Reproduce, word for word, the part of the court opinion excerpt on Munsingwear and mootness from "We believe that" to "U.S. at 37.".

Reading passage:
--------------------------------

We believe that Munsingwear is inapplicable to a situation where the parties reach a settlement during the pendency of an appeal. The Supreme Court in Munsingwear considered only the preclusive ramifications of a district court judgment when an appeal was mooted by "happenstance." 340 U.S. at 40. In that case, which involved alleged violations of a price-fixing regulation, the commodity involved was decontrolled during the pendency of an appeal from the district court's dismissal of the complaint. The mootness in Munsingwear occurred by circumstances beyond either party's control, and therefore the parties were unable to obtain appellate review. 340 U.S. at 37.
This case bears a closer resemblance to Karcher v. May, 484 U.S. 72, 98 L. Ed. 2d 327, 108 S. Ct. 388 (1987), than it does to Munsingwear. In Karcher, the Supreme Court distinguished between an appeal that became moot due to the deliberate act of one of the parties and one whose mootness is "unattributable to any of the parties." 484 U.S. at 83. The Court indicated that only the latter situation is subject to the Munsingwear holding. Id. at 82-83.

--------------------------------

Information supplied:
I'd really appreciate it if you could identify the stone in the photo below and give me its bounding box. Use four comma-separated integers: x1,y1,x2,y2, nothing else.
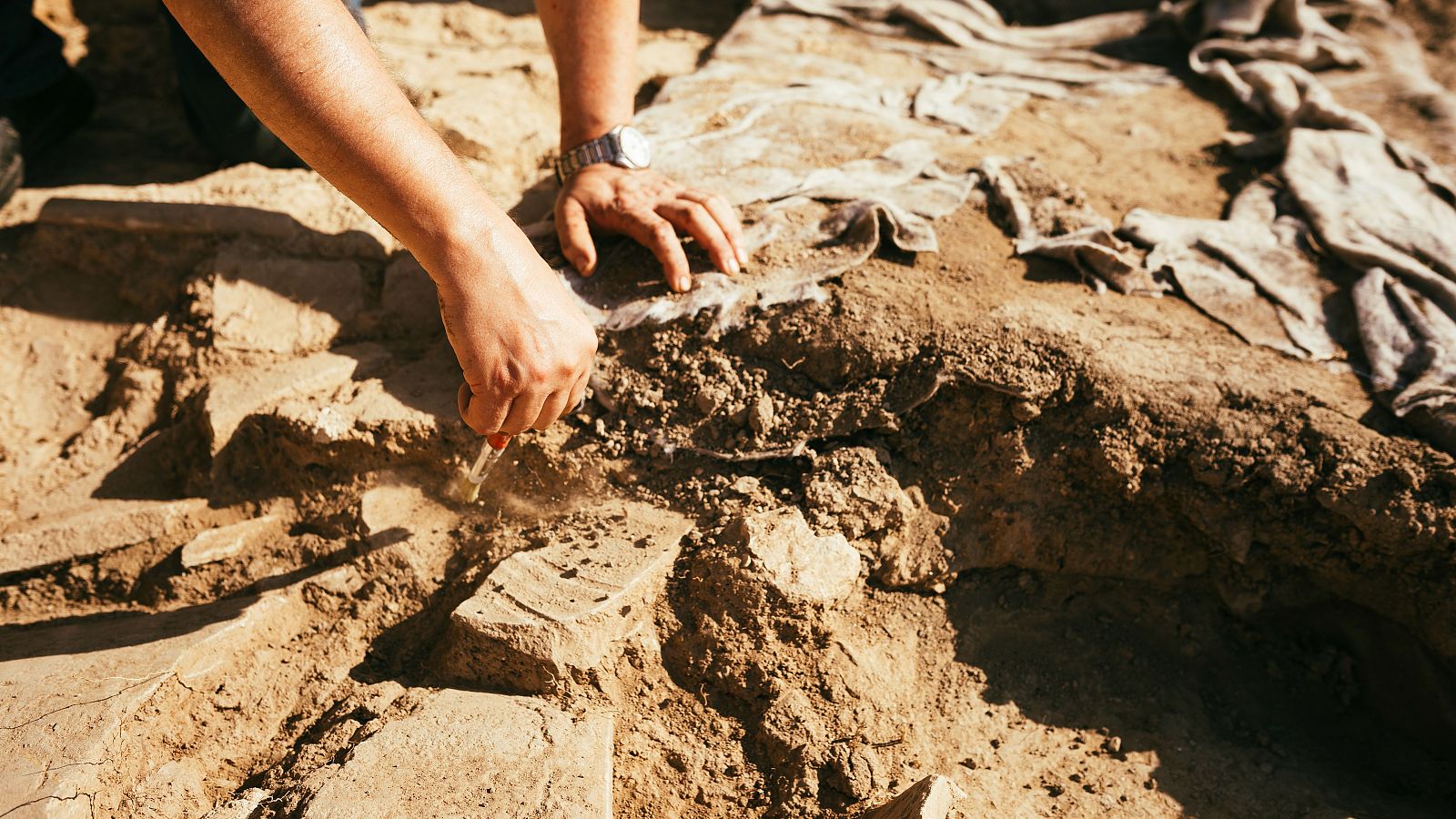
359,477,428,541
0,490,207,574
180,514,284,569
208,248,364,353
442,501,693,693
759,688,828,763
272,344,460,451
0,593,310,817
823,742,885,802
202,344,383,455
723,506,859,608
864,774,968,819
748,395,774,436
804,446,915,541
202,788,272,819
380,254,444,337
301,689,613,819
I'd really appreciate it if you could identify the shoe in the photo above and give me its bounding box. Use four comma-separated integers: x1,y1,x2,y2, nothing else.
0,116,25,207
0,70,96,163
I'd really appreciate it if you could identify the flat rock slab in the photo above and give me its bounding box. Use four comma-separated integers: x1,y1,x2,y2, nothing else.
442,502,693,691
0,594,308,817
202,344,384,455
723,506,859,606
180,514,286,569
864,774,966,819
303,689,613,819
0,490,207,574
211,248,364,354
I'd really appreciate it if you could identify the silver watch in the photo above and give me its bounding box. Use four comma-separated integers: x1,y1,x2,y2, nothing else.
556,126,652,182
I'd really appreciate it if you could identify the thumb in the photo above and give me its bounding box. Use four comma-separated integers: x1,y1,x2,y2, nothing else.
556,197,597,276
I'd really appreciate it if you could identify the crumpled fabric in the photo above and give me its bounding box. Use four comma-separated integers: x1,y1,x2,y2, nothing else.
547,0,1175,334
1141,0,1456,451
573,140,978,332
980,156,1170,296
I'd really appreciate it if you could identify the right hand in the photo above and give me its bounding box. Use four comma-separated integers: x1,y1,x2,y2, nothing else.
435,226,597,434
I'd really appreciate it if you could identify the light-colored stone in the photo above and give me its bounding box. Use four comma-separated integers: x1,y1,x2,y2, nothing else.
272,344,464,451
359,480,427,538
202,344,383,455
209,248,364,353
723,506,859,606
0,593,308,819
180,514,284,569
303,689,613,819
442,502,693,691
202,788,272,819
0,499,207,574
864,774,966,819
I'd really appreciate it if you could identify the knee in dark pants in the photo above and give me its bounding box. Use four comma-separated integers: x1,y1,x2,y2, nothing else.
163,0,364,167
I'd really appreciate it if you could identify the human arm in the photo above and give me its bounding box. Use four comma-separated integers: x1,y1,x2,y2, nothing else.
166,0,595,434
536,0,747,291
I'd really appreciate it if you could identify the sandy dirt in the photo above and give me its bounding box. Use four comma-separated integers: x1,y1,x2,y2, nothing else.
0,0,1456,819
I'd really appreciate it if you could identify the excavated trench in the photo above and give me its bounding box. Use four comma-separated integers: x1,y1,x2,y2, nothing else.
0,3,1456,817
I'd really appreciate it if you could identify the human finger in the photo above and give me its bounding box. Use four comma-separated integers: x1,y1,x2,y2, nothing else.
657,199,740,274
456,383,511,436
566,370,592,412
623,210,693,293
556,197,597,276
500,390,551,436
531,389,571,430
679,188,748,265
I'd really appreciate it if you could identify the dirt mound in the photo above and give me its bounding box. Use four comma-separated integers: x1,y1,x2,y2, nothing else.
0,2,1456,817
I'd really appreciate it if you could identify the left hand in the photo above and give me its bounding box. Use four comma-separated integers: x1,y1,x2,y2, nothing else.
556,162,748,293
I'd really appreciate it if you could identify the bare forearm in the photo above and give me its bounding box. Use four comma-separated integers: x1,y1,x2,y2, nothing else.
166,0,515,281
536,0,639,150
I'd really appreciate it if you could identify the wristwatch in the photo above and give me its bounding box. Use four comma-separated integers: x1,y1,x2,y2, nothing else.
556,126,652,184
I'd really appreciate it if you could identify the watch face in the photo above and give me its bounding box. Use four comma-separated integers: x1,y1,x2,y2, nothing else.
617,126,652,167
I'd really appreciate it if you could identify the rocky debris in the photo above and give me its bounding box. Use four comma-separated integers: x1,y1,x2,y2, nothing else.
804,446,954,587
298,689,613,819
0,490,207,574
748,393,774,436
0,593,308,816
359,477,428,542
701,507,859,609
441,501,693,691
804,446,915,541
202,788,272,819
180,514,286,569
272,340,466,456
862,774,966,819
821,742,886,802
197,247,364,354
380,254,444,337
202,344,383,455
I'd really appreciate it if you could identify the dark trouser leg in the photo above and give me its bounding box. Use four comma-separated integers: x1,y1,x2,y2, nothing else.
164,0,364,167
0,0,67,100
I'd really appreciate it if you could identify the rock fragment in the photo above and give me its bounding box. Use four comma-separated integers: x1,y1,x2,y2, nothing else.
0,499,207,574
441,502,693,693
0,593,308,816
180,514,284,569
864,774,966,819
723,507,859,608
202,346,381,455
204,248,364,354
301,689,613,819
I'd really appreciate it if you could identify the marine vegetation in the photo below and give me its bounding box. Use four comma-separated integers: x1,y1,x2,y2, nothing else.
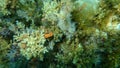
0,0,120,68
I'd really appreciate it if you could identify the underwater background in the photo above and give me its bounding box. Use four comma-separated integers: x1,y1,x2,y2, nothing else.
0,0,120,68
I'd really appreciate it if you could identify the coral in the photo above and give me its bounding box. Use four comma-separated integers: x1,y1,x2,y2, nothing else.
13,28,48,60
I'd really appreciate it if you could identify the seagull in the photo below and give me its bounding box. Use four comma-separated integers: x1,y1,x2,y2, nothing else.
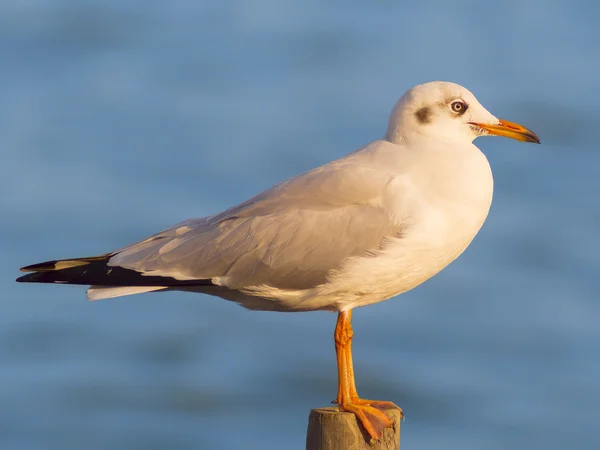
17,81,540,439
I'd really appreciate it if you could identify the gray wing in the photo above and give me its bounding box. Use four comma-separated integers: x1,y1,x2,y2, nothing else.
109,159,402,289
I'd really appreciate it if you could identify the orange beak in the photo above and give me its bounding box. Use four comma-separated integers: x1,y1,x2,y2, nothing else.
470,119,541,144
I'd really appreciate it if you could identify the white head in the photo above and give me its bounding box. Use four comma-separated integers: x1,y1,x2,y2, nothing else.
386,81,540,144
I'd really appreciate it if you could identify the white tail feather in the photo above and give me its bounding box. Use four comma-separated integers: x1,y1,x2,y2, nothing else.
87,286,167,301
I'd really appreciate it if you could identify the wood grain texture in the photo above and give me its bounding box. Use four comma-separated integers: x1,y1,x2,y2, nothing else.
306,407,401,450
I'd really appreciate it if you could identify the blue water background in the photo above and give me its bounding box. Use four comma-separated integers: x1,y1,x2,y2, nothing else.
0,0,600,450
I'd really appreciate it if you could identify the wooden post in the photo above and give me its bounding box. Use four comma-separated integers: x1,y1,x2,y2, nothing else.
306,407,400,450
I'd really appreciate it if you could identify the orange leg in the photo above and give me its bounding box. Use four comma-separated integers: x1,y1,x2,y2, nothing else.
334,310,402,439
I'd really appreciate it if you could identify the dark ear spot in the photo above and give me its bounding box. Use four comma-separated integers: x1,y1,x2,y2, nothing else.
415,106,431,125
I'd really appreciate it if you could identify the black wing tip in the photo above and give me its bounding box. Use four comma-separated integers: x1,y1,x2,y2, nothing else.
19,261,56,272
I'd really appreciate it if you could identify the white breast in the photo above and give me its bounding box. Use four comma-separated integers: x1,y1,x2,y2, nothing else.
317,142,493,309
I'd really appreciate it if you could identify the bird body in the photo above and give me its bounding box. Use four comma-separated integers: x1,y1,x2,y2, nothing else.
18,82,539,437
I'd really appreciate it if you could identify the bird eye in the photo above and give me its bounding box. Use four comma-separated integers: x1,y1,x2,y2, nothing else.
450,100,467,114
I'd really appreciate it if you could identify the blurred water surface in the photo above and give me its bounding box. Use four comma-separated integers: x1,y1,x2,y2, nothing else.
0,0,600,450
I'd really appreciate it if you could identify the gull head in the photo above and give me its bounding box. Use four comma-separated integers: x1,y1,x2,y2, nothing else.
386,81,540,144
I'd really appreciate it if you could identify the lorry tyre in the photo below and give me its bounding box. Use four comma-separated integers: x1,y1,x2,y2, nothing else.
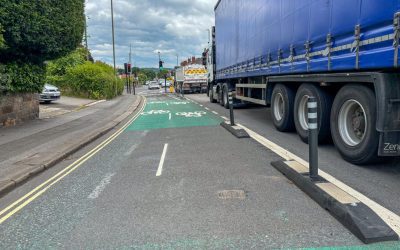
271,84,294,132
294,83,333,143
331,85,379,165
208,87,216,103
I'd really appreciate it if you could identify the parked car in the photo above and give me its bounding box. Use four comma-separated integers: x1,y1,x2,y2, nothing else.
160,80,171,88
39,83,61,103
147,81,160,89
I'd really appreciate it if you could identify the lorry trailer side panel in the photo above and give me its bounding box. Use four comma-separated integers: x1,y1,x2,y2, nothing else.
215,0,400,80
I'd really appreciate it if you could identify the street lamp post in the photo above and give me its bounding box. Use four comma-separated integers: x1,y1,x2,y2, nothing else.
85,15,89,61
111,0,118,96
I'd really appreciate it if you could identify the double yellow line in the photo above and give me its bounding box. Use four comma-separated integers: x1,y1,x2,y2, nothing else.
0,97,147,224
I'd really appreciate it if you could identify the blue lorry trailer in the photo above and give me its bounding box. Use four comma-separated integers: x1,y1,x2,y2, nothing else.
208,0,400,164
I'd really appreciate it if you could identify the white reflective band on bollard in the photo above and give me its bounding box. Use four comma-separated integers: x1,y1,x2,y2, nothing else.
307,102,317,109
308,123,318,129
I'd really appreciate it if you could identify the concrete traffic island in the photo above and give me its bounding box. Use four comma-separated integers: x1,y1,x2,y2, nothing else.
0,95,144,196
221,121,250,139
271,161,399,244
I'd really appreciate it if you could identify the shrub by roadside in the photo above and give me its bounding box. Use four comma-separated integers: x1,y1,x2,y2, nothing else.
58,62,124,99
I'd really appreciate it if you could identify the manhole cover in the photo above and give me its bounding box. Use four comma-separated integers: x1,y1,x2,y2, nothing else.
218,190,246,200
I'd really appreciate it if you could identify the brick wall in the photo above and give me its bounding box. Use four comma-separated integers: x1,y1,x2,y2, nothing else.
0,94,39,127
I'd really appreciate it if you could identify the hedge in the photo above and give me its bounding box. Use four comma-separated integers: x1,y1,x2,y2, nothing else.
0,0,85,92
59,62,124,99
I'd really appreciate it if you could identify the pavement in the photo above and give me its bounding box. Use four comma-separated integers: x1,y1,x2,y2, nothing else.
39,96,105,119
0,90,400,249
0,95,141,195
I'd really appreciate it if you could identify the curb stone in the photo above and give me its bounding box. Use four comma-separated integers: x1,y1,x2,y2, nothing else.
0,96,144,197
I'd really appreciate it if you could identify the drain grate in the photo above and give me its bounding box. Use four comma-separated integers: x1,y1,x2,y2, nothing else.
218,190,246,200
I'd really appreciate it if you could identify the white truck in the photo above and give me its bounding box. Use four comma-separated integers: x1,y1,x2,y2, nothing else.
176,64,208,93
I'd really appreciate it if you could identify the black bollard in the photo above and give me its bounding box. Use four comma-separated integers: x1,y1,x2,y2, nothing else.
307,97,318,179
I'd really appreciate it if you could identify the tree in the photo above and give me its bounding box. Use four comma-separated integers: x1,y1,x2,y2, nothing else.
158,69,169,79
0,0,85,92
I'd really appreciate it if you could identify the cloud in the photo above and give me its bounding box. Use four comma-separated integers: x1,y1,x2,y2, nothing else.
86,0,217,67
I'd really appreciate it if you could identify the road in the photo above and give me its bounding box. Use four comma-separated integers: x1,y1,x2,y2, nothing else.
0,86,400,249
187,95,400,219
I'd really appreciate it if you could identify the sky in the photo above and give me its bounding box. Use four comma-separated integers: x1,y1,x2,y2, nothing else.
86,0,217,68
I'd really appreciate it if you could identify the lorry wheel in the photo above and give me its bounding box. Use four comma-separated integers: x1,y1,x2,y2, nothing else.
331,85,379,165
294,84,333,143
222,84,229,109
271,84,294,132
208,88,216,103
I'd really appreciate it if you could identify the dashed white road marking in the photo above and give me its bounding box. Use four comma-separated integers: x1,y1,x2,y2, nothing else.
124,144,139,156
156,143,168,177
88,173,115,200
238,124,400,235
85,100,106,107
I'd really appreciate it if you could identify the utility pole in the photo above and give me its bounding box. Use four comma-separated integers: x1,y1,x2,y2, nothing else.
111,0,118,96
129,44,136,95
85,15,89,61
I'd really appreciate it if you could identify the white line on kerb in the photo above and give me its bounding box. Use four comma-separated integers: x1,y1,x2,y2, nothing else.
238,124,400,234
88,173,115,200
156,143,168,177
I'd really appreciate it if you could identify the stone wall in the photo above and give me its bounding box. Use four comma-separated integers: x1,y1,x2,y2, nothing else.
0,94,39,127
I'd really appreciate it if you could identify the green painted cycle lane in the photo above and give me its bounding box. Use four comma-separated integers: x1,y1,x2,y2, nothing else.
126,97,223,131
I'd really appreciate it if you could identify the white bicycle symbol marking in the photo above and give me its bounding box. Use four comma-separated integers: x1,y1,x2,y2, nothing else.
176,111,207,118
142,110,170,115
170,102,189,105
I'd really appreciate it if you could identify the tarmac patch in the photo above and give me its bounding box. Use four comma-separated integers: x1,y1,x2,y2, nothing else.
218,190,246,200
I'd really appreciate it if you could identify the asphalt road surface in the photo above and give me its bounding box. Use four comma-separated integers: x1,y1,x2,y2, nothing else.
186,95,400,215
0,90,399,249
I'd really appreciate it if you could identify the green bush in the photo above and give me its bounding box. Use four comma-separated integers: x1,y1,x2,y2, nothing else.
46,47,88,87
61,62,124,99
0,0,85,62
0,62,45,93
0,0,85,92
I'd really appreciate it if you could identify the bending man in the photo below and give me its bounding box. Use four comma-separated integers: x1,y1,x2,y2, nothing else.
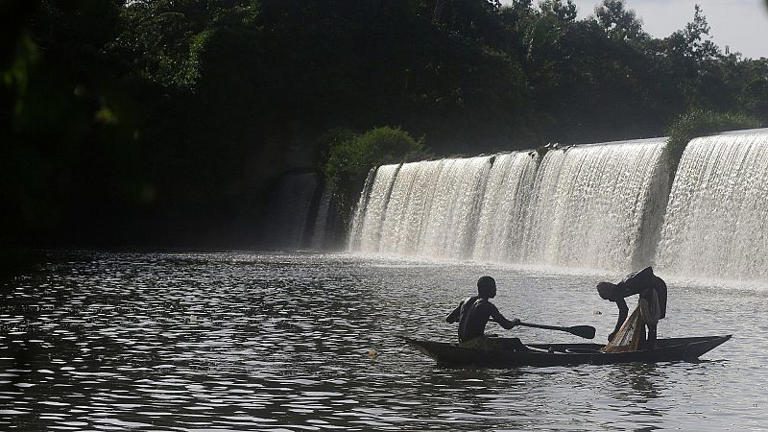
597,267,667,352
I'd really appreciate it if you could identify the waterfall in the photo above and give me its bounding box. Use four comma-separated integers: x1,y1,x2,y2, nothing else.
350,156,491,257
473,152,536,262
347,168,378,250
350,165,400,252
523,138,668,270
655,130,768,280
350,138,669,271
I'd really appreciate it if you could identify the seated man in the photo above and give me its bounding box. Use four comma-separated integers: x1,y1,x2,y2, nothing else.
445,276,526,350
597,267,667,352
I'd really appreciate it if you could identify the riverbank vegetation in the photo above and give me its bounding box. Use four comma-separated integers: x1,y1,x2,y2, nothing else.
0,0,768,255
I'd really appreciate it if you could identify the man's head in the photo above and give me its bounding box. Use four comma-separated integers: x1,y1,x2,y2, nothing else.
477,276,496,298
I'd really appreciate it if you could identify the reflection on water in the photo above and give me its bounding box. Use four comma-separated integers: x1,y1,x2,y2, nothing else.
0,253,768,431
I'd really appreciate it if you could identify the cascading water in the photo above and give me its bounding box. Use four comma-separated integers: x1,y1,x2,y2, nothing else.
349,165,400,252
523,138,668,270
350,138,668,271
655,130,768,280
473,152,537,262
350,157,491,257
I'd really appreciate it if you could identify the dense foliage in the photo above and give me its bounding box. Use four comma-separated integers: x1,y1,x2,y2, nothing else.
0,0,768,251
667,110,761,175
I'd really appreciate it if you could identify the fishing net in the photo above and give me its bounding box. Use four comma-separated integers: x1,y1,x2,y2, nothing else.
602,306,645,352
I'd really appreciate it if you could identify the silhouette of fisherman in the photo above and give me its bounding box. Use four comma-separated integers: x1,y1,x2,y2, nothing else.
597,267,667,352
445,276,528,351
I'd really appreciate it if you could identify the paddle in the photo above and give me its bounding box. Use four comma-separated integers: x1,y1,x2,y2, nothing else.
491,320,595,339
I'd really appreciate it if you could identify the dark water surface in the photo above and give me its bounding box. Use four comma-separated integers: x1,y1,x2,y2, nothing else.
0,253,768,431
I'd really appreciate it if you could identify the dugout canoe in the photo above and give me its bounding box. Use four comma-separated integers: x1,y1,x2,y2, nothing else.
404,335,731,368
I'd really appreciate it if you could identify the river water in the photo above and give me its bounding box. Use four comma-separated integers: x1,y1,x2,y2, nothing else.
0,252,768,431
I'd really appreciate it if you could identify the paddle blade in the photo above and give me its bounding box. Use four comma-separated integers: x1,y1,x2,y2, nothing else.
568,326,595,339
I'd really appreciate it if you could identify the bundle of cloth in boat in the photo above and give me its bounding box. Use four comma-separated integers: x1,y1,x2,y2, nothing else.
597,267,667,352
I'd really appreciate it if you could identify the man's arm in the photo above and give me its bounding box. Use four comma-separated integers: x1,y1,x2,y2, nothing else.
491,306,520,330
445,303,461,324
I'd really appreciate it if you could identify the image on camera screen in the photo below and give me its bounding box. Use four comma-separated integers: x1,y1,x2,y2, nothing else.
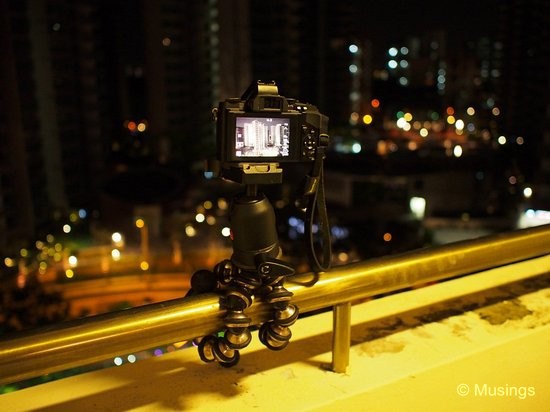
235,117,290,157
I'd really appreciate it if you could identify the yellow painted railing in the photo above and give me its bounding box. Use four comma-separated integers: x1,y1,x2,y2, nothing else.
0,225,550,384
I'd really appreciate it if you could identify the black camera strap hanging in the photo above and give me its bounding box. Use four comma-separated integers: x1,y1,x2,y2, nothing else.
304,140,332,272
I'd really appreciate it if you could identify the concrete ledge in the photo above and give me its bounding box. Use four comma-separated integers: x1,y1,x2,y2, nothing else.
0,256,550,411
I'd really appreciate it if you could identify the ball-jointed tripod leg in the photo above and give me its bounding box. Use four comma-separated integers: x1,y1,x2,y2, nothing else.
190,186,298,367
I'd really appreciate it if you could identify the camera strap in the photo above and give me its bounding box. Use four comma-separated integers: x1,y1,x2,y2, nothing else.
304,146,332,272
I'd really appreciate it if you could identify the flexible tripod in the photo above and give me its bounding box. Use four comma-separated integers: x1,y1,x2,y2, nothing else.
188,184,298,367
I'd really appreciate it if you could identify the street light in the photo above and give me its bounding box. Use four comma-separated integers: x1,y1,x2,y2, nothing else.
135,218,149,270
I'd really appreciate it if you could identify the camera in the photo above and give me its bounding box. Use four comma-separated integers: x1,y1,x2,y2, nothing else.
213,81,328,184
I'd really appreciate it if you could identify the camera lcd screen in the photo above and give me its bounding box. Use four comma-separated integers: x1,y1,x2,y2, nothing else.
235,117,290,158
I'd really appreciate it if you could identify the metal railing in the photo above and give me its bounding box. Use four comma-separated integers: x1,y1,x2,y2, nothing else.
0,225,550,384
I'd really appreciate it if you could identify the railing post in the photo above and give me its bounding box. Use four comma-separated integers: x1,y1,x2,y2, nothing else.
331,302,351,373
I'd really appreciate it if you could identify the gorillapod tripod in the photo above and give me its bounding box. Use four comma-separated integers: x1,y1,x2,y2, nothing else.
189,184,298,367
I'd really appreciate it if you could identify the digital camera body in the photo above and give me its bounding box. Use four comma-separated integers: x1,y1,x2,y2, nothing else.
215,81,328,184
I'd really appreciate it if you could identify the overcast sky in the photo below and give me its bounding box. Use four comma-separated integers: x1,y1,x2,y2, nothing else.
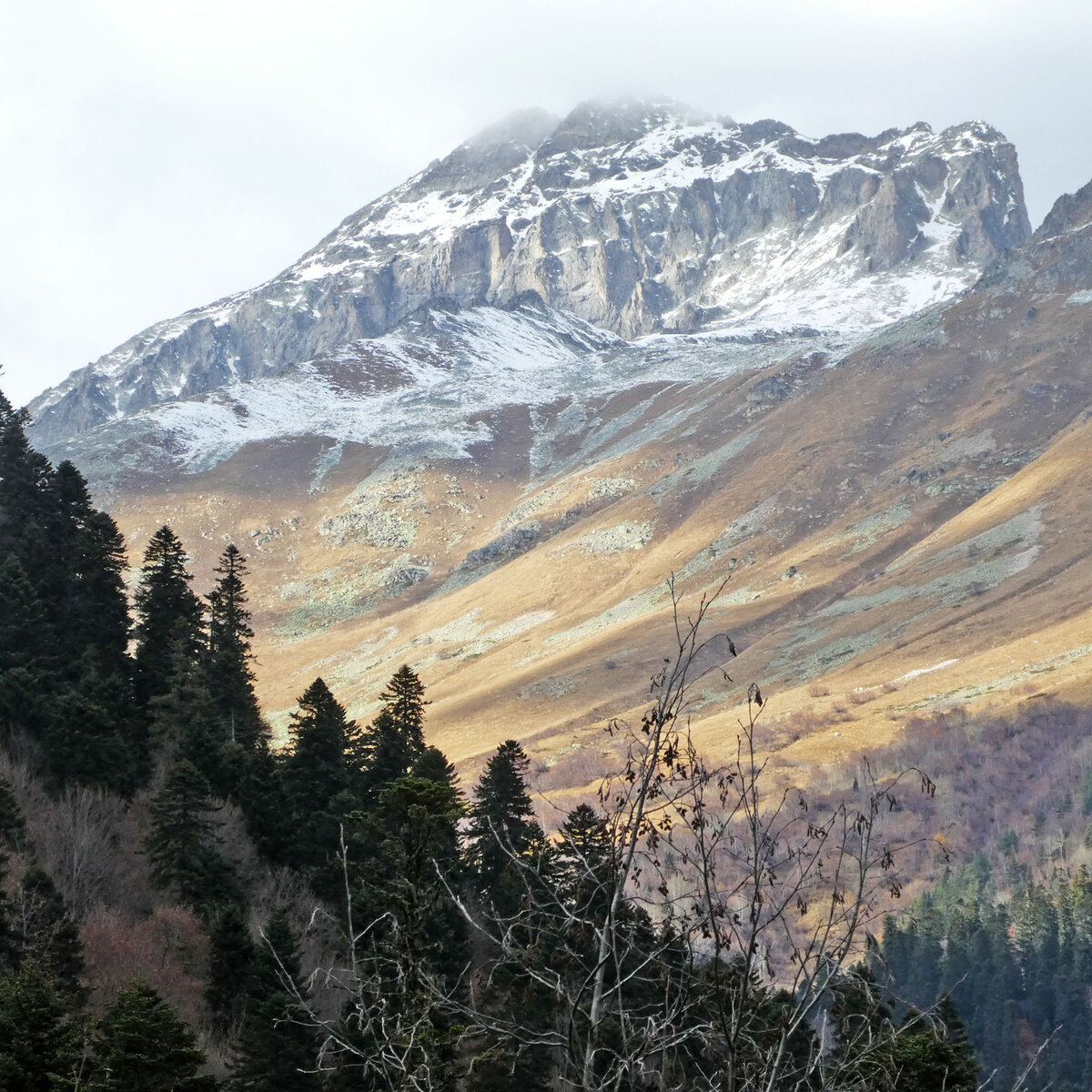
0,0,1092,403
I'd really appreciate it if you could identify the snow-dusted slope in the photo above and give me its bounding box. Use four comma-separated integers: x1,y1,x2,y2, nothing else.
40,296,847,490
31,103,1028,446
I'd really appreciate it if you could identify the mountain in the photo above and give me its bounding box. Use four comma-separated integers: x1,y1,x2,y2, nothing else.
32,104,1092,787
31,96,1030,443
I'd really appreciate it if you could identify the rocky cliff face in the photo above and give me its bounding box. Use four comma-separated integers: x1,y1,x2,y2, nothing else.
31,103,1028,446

--------------------------------

Answer to the problem:
We believe that Munsingwear is inapplicable to a situation where the parties reach a settlement during the pendency of an appeal. The Supreme Court in Munsingwear considered only the preclusive ramifications of a district court judgment when an appeal was mooted by "happenstance." 340 U.S. at 40. In that case, which involved alleged violations of a price-fixing regulation, the commodity involved was decontrolled during the pendency of an appeal from the district court's dismissal of the complaint. The mootness in Munsingwear occurred by circumstances beyond either party's control, and therefore the parties were unable to obtain appellate review. 340 U.S. at 37.